◆ **List of tasks**:
A) In the passage on male dominance, list the activities that men are said to have done most of.
B) Using the passage on male dominance, decide whether each statement agrees with it, giving yes or no and quoting the deciding words: (i) The reply would swap "men" for "humans." (ii) Male dominance is said to rest partly on cultural factors. (iii) The Reubenesque beauty is described as young, pampered, and well-fed.

◆ **Excerpted passage**:
┌──
Men need to be needed. They need to feel relevant. They need to think that they are important.
Agreed, though I would change "men" to "humans."
Throughout the majority of human history, heterosexuality has contained a quality of male dominance over females. This element was established based wholly on the physical differences between human males and human females. Specifically, the fact that males tend to be bigger, stronger, faster, etc. than females. In our proto-human past, in our hunter-gatherer past, and in our pre-nuclear past, men did indeed rule the world. Enemies were well-defined, and men did most of the providing, creating, inventing, and protecting. In those days, a man's strength was unquestionably greater than that of a woman. That dynamic made it desirable for a man to have "as much woman" as he could handle. An example of this was the Reubenesque beauty--a young, pampered, and well-fed woman...supported by a rich and powerful man.
└──
(Saved data entries)
┌──
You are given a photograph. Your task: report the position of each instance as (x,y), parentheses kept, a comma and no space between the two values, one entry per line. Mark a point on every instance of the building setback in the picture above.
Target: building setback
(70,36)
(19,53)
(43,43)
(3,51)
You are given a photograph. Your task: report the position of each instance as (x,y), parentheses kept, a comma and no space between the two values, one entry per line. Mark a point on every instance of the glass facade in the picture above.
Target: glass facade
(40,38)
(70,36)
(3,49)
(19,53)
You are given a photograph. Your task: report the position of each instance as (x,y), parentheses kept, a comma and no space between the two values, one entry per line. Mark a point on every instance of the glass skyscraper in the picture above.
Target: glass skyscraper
└──
◆ **Outputs by task**:
A) providing, creating, inventing, protecting

B)
(i) Yes: "Agreed, though I would change "men" to "humans.""
(ii) No: "This element was established based wholly on the physical differences between human males and human females."
(iii) Yes: "the Reubenesque beauty--a young, pampered, and well-fed woman"